● Requirement 1: List, in order, each action the narrator of the unicycle accident essay takes after the fall in the paragraph that begins "I lay there in our driveway."
● Requirement 2: According to the unicycle accident essay, about how old was the narrator when starting work for the grandfather's building maintenance business?
● Requirement 3: Continue the unicycle accident essay from its last sentence.

● Document segment:
When I was a kid, I always had to be different than everyone else. Among other things, I determined to ride a unicycle because, I figured, riding a bicycle was too ordinary. On a hot summer afternoon, that unicycle cost me a tooth, and my cool. And it cost me today, too.
I was about 12-years-old when I started working for my grandfather's building maintenance business, and I took pride in purchasing things for myself, instead of burdening my mom with all of my wants. That summer, I purchased a one-wheeled cycle.
The accident — one in a few cycle accidents I'd suffer as a teen – happened all too quickly. I mounted the unicycle using the aluminum training poles that came with it. I was a star unicyclist as long as I remained stationary. But when I began to pedal forward, I fell flat on my face. The fall came so fast and hard, my hands didn't have time to break my fall. My mouth broke it instead.
I lay there in our driveway, blood dripping from my mouth, but I didn't feel a thing, at least not immediately. I sat up, looked around, hoping no one had witnessed what happened. Then I darted inside to access the damage in a mirror. My front tooth, before it broke off, had cut a hole in my upper lip, piercing the skin on the other side. My bottom lip, spared from harm, had shoveled up a mouthful of dirt and rocks. I cupped my hands and spit my bloody tooth and rocks into them. The stub of my half-broken tooth felt sharp as I strummed my tongue back and forth over my teeth.
Thank God I fell forward because had I fallen backward, I'd have cracked my skull.

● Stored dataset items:
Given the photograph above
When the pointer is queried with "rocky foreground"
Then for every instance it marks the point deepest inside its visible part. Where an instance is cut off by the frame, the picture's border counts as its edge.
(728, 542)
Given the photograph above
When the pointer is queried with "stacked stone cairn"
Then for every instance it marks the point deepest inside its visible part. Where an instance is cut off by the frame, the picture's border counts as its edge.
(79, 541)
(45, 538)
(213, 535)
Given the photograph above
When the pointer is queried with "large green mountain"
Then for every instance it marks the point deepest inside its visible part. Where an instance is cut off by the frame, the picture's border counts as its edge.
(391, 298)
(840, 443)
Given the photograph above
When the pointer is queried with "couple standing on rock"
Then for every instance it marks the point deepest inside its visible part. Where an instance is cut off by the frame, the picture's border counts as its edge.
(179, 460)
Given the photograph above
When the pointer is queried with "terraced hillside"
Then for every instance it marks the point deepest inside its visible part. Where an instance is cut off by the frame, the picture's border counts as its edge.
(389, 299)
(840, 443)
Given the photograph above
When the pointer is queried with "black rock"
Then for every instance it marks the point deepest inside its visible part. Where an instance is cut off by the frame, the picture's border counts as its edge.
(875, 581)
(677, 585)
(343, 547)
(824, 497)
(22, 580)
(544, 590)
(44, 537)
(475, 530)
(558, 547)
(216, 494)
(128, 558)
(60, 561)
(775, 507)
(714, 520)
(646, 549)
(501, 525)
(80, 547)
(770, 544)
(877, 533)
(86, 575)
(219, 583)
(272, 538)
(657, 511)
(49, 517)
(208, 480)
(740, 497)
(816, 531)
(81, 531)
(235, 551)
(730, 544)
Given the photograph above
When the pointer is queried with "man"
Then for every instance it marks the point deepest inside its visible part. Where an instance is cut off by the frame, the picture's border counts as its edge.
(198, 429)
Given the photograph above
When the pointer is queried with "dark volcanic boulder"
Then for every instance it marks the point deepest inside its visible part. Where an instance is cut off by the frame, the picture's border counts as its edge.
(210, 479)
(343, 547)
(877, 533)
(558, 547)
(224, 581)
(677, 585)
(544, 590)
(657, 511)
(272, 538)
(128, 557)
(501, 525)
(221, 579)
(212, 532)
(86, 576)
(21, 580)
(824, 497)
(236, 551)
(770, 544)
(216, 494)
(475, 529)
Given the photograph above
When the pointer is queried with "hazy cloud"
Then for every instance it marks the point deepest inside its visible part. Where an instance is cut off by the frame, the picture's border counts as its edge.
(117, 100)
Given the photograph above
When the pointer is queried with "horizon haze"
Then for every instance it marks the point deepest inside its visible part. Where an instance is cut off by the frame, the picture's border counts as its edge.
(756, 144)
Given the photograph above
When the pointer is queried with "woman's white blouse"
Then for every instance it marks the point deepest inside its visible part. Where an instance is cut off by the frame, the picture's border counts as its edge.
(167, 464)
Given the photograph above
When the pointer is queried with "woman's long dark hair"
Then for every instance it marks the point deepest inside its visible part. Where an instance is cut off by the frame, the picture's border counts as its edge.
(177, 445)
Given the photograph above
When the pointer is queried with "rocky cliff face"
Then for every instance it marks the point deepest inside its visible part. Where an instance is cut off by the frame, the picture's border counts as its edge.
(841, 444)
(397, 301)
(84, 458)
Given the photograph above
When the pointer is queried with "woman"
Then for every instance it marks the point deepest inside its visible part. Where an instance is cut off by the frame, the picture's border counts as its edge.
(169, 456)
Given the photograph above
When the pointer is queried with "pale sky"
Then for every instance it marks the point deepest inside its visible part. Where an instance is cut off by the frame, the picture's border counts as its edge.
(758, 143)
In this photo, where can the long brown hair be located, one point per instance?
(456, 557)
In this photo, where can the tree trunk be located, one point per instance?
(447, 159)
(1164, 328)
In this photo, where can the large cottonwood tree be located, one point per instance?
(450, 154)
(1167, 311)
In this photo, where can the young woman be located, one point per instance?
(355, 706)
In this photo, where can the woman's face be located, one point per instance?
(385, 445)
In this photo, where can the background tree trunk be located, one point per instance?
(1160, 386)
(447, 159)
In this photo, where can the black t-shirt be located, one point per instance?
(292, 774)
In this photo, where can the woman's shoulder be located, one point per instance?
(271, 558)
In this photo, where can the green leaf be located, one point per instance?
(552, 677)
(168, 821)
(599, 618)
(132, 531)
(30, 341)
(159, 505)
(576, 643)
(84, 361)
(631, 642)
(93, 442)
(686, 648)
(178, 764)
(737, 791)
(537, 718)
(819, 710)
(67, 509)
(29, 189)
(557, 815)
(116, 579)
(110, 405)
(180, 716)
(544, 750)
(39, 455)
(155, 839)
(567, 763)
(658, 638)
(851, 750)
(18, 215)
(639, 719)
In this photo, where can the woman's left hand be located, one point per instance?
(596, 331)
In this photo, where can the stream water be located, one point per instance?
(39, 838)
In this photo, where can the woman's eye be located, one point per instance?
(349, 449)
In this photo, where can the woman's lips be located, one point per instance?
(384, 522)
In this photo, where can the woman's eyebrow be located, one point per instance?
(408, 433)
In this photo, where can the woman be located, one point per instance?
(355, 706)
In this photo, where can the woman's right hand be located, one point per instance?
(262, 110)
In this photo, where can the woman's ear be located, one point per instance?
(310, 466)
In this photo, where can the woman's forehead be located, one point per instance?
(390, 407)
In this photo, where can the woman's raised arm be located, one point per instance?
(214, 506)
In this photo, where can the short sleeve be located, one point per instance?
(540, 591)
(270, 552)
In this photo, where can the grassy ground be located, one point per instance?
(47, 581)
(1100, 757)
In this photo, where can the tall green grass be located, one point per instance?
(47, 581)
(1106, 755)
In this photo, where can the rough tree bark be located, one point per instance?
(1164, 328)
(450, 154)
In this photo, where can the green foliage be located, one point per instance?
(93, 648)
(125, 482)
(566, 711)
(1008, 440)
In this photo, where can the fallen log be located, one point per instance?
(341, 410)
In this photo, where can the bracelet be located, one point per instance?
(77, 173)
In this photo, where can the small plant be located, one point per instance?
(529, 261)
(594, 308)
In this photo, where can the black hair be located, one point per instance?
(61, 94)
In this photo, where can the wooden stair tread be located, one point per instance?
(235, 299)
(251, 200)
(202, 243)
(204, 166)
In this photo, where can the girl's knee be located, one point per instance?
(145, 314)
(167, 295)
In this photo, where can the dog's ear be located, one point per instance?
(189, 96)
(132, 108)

● Final answer 1:
- Lay in the driveway
- Sat up
- Looked around
- Darted inside to a mirror
- Cupped both hands
- Spit the bloody tooth and rocks into them
- Strummed the tongue back and forth over the teeth

● Final answer 2: About 12 years old.

● Final answer 3:
I've never been much of a crier, so I didn't lose a tear — though I wanted to. Not because of how bad my mouth hurt, but because of how bad I looked. By the time I'd gotten hold of my mom, my upper lip — or what was left of it — had swollen to the size of a golf ball. My face was bloody, but I didn't want to touch it. Something else, damaged from the fall, might break off, too.
I don't remember the details of my visit to the dental clinic that afternoon, but when I left the office, I wore a gold crown over my tooth. This all happened back in the day, before gold teeth — or grillz – were in style. My gold tooth wasn't cool.
Every five years, or so, the crown falls off. Eventually, I had the gold crown replaced with a white one. Later, I had the crown replaced with a veneer. I thought the veneer would be permanent. Not!
Today, during the last 10 minutes of a full-day school visit at Taylor Middle School, my veneer fell out. It happened while I was up, front and center, with 50 to 60 sixth-graders looking on. I was sketching a cartoon. As I sketched, I talked. Then suddenly, the tooth was gone. I started talking funny. Whistling when I pronounced an “S” word. Seemed more like a music demonstration than a drawing one.
Though the situation was embarrassing, I remained calm. My hands continued to sketch, but my tongue was on a mission to find that tooth, wrap it inside the wad of gum I was chewing, and tuck it away safely underneath my tongue. I couldn't just stop drawing and pluck a gum-wrapped tooth from under my tongue. Can you imagine what they'd tell their parents: "An old geezer of an artist visited our school, today, and his teeth started falling out."
My dentist can't get me in until Thursday. Don't think I haven't considered Elmer's Glue.